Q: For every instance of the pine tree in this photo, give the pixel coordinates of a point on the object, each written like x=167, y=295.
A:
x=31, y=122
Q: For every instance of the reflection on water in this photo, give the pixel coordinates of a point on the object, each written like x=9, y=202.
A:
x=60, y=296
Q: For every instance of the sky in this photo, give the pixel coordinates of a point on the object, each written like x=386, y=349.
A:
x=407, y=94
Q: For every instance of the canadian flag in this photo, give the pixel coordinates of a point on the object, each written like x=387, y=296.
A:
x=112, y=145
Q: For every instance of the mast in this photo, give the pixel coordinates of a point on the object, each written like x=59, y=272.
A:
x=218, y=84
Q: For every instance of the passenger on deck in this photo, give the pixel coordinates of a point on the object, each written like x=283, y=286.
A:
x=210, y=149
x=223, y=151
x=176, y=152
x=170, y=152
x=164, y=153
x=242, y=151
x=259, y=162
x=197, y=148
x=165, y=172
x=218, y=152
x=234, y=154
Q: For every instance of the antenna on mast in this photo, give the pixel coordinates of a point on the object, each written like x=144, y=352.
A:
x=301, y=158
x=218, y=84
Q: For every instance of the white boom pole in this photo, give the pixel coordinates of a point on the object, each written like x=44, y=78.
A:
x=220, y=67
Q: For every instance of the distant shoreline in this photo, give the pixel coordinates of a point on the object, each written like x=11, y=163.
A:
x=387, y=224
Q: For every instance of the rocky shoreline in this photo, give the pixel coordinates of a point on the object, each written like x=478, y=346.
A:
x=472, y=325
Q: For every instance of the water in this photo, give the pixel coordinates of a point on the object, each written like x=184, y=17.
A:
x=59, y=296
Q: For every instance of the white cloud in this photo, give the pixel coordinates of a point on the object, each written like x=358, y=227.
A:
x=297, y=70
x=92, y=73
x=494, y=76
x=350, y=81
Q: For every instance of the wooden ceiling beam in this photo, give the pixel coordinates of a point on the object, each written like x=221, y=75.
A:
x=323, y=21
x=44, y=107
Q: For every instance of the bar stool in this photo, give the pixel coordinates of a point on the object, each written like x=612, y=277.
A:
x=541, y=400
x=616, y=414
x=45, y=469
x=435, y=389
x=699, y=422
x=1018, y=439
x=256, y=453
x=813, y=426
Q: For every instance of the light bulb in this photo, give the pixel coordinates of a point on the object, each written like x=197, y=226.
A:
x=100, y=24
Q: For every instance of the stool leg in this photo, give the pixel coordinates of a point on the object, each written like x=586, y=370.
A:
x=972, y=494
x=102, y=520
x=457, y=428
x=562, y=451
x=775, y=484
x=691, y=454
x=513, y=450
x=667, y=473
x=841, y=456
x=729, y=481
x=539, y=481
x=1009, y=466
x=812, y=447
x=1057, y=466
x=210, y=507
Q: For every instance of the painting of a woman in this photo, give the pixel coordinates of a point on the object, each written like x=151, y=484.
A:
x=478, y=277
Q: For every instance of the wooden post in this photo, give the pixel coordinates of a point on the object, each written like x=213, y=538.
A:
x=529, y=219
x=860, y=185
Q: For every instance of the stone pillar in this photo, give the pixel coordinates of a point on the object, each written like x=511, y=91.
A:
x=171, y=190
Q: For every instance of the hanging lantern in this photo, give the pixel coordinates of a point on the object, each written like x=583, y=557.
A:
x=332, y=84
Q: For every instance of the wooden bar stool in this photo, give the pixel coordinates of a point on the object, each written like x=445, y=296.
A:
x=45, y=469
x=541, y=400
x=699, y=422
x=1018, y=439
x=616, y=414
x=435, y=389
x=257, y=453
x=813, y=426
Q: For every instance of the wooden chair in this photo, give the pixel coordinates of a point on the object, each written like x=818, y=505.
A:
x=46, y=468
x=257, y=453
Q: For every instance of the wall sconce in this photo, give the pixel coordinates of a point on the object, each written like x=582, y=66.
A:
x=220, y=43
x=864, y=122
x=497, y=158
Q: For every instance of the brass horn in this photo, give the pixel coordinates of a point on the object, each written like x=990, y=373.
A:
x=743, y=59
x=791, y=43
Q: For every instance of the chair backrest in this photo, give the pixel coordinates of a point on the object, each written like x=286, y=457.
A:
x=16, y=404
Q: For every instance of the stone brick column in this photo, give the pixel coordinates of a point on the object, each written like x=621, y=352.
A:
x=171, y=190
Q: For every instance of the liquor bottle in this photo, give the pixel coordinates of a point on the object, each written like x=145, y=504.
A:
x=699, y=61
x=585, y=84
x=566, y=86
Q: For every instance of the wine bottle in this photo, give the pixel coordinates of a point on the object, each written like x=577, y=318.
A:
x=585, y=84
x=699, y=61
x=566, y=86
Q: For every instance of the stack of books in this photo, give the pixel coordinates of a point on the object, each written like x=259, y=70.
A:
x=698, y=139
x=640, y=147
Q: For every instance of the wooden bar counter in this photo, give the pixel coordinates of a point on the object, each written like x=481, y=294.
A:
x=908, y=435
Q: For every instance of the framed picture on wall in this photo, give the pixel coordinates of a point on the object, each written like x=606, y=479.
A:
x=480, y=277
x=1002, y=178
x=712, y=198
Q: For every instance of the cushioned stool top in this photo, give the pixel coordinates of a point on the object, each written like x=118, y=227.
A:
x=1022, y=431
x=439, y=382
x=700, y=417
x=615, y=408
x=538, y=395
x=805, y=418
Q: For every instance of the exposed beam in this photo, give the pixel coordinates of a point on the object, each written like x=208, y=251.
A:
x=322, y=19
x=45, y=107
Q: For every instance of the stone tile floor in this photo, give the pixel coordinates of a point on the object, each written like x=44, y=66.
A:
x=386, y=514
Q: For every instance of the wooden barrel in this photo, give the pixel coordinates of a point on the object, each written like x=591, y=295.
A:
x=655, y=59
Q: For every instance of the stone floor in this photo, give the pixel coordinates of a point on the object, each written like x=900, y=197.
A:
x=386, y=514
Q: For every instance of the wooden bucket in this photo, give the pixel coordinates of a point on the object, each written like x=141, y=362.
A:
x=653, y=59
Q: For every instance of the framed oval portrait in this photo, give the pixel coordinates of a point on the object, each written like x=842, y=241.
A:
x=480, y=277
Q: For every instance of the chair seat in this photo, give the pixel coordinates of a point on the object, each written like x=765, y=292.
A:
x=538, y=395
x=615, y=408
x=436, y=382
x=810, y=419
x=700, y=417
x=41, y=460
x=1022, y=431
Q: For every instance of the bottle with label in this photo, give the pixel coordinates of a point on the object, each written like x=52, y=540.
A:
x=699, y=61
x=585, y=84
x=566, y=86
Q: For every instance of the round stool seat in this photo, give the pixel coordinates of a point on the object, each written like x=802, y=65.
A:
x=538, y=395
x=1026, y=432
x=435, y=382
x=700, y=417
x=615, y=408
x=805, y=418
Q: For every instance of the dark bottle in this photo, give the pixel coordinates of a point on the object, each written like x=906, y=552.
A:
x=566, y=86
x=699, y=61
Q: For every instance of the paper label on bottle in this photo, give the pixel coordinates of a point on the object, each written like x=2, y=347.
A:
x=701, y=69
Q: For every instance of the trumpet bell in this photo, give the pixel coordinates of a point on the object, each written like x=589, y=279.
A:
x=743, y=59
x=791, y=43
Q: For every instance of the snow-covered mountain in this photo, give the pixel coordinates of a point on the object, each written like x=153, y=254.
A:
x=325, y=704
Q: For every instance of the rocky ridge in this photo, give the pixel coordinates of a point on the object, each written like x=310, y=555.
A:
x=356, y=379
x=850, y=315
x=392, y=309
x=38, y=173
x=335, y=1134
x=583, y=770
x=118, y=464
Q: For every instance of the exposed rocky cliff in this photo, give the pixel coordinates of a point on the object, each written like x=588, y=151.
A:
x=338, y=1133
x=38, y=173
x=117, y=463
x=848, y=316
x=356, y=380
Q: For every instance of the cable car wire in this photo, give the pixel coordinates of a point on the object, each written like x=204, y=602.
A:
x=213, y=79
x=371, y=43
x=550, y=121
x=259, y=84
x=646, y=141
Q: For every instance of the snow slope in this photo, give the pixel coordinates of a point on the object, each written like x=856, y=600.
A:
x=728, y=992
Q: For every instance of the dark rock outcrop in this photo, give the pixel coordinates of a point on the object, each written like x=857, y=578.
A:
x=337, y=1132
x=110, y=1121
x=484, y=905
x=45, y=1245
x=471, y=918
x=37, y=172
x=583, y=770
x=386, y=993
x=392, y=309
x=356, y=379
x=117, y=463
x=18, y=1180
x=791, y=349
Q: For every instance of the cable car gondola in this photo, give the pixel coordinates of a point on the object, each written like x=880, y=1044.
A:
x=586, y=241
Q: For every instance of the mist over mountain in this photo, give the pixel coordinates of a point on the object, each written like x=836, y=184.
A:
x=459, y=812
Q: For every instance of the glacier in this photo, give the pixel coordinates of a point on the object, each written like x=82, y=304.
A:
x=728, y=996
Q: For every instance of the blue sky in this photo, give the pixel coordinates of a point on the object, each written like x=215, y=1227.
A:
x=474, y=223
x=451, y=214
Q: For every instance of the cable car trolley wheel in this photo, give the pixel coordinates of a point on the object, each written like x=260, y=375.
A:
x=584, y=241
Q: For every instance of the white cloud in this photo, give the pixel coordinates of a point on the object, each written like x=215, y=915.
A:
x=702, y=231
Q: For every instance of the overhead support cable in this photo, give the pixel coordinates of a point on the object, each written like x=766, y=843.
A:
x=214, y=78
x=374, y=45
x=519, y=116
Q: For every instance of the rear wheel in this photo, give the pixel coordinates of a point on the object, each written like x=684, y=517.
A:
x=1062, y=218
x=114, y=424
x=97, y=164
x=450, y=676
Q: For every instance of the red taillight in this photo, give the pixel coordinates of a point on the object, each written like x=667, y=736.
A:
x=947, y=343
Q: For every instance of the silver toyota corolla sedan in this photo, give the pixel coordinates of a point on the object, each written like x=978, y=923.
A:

The exercise: Reproduce the data from the line containing "Q: For every instance of the chair backrest" through the line containing "x=16, y=404", substituting "seat back" for "chair backrest" and leaving all else unchanged.

The answer:
Q: For every instance of the seat back in this photo, give the pixel coordinates of a point on the object, each written like x=286, y=457.
A:
x=16, y=404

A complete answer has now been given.